* **課題の指示**:
次のデータ全体で「retail shelf audit」をすべて「inventory check」に置き換えて更新せよ。それ以外は一切変えずにそのまま書き直すこと。

* **元データ**:
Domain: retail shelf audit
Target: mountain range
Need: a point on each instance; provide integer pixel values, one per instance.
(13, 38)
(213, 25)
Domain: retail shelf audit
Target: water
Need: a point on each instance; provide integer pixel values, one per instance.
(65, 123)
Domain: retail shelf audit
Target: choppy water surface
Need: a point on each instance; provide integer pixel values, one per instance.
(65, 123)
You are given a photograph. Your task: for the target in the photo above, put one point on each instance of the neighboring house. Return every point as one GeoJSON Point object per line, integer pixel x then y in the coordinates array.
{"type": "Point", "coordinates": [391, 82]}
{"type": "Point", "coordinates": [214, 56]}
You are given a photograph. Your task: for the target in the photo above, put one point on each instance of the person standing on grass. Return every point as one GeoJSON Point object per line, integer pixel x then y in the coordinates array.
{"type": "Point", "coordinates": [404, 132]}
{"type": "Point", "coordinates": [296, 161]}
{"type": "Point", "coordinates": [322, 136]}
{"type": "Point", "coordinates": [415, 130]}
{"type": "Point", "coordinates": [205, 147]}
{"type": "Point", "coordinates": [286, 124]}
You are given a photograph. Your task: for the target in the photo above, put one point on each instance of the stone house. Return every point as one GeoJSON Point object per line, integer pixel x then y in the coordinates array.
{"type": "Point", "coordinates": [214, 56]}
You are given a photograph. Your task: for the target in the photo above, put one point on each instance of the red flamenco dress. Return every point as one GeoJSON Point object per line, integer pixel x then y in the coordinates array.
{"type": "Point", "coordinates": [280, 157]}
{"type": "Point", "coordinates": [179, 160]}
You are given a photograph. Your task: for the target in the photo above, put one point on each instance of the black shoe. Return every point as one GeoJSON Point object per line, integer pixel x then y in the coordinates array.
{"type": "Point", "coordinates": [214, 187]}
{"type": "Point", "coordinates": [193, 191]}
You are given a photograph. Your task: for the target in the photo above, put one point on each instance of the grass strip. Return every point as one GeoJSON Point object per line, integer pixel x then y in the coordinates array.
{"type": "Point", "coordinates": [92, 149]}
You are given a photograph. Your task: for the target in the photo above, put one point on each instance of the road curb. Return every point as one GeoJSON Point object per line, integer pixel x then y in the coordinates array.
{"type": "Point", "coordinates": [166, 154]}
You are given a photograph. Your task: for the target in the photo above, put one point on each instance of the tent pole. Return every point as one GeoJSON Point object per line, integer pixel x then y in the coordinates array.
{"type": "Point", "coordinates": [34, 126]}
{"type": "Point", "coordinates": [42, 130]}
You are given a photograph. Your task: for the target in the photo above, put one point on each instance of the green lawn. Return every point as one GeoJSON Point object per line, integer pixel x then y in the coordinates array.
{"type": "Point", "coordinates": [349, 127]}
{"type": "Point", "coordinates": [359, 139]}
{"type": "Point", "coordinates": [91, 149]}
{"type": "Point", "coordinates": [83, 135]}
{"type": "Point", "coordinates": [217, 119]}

* **解答**:
Domain: inventory check
Target: mountain range
Need: a point on each instance; provide integer pixel values, one per instance.
(13, 38)
(213, 25)
Domain: inventory check
Target: water
Need: a point on each instance; provide integer pixel values, one per instance.
(65, 123)
Domain: inventory check
Target: choppy water surface
Need: a point on each instance; provide integer pixel values, one per instance.
(65, 123)
You are given a photograph. Your task: for the target in the photo above, put one point on each instance of the neighboring house. Return every point as one GeoJSON Point object per line, integer pixel x then y in the coordinates array.
{"type": "Point", "coordinates": [391, 82]}
{"type": "Point", "coordinates": [214, 56]}
You are given a photograph. Your task: for the target in the photo above, put one point on each instance of the person standing on grass. Return every point as one GeoJSON Point object per line, integer pixel x then y in the coordinates array.
{"type": "Point", "coordinates": [404, 132]}
{"type": "Point", "coordinates": [296, 161]}
{"type": "Point", "coordinates": [322, 136]}
{"type": "Point", "coordinates": [415, 130]}
{"type": "Point", "coordinates": [205, 147]}
{"type": "Point", "coordinates": [286, 124]}
You are given a photograph. Your task: for the target in the photo above, put one point on each instance of the stone house. Return every point as one GeoJSON Point object per line, integer pixel x then y in the coordinates array.
{"type": "Point", "coordinates": [214, 56]}
You are given a photograph. Your task: for the target in the photo above, put one point on each instance of the red flamenco dress. Return every point as one GeoJSON Point object per line, integer pixel x then y in the coordinates array.
{"type": "Point", "coordinates": [280, 157]}
{"type": "Point", "coordinates": [179, 160]}
You are given a photograph. Your task: for the target in the photo above, put one point on each instance of the black shoe. Return every point as one GeoJSON Point object per line, integer pixel x then y in the coordinates array.
{"type": "Point", "coordinates": [214, 187]}
{"type": "Point", "coordinates": [193, 191]}
You are given a photograph. Your task: for the target in the photo above, put one point on each instance of the grass strip. Return every point as one GeoJSON Point object per line, integer pixel x then y in the coordinates array.
{"type": "Point", "coordinates": [92, 149]}
You are given a photograph. Your task: for the target in the photo above, put one point on each instance of the road curb. Return every point as one GeoJSON Point object per line, integer pixel x then y in the coordinates array.
{"type": "Point", "coordinates": [166, 154]}
You are given a photograph. Your task: for the target in the photo above, put one point on each instance of the tent pole. Return every point as one GeoJSON Point object per line, integer pixel x then y in the coordinates array.
{"type": "Point", "coordinates": [34, 126]}
{"type": "Point", "coordinates": [42, 130]}
You are given a photograph. Your task: for the target in the photo above, put one point on each instance of the green lawn. Return every point as one GeoJSON Point object per line, integer pixel x then y in the coordinates array.
{"type": "Point", "coordinates": [349, 127]}
{"type": "Point", "coordinates": [359, 139]}
{"type": "Point", "coordinates": [91, 149]}
{"type": "Point", "coordinates": [83, 135]}
{"type": "Point", "coordinates": [217, 119]}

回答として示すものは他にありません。